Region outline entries
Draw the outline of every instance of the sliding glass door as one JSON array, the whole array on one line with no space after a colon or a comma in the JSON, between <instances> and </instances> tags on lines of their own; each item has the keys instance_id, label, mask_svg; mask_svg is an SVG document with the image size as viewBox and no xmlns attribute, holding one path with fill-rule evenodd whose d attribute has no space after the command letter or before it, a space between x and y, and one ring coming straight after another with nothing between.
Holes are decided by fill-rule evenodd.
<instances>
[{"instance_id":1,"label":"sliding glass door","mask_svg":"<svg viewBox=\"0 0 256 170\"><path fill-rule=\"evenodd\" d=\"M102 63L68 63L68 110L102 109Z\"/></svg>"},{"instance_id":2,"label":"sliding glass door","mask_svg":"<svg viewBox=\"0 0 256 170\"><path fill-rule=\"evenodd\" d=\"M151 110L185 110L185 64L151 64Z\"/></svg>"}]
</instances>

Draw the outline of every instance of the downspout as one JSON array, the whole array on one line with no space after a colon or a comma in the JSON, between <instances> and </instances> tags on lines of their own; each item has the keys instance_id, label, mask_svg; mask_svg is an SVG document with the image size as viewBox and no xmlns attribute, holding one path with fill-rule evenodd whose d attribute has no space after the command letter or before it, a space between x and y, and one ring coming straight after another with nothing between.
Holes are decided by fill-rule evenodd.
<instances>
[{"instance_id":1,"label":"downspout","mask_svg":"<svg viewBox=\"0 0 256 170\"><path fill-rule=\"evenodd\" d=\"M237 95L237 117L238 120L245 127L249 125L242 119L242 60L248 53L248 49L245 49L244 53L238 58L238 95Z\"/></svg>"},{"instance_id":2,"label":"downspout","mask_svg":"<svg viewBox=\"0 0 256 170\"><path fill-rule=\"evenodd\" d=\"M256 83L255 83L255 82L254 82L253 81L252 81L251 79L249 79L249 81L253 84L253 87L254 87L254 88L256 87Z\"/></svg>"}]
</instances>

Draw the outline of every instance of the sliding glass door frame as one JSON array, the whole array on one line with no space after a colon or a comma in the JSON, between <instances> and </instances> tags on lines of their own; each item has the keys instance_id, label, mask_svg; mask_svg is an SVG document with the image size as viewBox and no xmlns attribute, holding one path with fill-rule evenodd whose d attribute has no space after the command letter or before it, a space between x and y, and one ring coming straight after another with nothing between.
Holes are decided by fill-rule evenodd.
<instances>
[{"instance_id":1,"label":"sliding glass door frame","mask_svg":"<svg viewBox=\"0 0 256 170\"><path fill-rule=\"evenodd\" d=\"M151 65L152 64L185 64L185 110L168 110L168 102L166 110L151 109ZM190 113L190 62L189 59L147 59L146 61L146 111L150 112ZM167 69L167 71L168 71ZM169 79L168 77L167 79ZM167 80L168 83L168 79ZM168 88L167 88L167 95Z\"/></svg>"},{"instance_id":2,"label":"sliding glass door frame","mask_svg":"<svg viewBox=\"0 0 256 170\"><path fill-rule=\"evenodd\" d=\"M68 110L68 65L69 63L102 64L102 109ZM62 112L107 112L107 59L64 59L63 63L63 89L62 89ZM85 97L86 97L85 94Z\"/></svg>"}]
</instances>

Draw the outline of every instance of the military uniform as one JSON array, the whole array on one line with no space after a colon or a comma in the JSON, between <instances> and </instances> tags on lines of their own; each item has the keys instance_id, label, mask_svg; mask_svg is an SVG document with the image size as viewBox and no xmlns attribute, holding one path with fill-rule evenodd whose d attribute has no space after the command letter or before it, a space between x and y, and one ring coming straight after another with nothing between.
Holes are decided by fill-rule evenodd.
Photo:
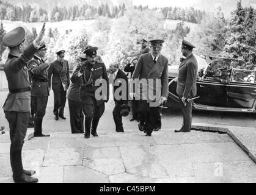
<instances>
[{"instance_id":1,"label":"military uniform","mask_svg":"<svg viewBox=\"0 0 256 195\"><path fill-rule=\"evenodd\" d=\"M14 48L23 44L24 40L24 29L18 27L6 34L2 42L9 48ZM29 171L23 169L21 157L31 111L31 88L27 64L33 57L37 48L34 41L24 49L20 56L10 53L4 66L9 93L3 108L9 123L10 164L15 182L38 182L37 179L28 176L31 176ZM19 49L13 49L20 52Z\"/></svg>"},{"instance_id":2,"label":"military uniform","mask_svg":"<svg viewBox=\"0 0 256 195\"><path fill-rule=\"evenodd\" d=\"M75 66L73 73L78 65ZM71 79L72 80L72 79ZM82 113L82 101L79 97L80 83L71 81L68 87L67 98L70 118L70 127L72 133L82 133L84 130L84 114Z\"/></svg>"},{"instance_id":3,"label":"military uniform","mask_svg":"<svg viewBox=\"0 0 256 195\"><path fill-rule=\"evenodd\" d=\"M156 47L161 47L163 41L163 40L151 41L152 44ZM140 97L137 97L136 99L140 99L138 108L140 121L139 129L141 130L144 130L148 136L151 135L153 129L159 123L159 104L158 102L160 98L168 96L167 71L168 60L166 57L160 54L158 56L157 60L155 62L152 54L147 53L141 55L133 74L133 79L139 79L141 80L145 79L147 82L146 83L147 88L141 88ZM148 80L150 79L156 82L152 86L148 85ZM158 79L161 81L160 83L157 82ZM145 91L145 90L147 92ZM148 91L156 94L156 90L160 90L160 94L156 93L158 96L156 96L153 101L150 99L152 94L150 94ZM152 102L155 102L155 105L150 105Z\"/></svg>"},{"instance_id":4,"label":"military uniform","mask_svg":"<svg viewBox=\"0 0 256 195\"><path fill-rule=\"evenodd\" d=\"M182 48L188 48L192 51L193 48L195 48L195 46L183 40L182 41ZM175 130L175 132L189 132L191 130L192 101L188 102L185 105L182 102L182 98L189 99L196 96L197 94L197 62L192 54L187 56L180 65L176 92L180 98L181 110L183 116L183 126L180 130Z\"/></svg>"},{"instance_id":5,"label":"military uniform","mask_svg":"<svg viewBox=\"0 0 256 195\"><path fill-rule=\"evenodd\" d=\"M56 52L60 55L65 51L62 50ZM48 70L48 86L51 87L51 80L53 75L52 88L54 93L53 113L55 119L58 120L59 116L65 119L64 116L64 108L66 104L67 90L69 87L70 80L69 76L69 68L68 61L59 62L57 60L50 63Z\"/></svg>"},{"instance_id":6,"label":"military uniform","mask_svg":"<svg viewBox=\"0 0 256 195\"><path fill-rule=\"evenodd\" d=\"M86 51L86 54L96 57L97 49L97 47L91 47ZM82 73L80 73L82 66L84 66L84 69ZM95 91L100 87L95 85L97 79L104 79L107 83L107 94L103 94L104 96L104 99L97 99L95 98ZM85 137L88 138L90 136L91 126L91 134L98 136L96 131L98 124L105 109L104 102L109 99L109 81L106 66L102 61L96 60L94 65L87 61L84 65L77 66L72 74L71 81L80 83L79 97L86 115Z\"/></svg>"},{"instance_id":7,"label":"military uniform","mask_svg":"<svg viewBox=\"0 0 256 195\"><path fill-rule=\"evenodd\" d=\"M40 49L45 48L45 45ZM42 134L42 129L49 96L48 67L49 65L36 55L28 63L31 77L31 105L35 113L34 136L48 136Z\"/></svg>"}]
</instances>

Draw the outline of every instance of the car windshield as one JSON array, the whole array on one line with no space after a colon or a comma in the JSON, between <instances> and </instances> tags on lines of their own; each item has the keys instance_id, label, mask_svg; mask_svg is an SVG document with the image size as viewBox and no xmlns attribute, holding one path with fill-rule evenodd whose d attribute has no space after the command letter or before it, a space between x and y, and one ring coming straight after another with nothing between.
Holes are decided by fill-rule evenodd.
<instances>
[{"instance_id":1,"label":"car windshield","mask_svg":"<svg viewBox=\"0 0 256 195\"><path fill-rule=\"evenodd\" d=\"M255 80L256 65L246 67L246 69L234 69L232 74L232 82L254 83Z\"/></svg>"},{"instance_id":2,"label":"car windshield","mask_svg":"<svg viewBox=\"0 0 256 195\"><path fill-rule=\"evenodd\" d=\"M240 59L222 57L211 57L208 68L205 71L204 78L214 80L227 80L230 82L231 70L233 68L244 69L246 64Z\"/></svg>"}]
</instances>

→ What you need to do
Write out, word for word, the line containing "Draw the outline of every instance of the car" and every line after it to the end of the data above.

→ The answer
Draw the outline of every instance of the car windshield as one JSON array, the whole array on one line with no space after a colon or a comma in the JSON, between <instances> and </instances> tags on lines of their own; each item has the keys instance_id, label, mask_svg; mask_svg is an SVG document with the image size as viewBox and no xmlns attribute, holding one path with fill-rule evenodd whose d attribute has no space after the command letter or before it, a space between x and y, and one ring coming straight after another with nothing between.
Holes are decided by fill-rule evenodd.
<instances>
[{"instance_id":1,"label":"car windshield","mask_svg":"<svg viewBox=\"0 0 256 195\"><path fill-rule=\"evenodd\" d=\"M255 80L256 65L246 67L246 69L234 69L232 74L232 82L254 83Z\"/></svg>"},{"instance_id":2,"label":"car windshield","mask_svg":"<svg viewBox=\"0 0 256 195\"><path fill-rule=\"evenodd\" d=\"M240 59L222 57L211 57L208 68L205 71L204 78L214 80L227 80L230 82L231 70L233 68L244 69L246 64Z\"/></svg>"}]
</instances>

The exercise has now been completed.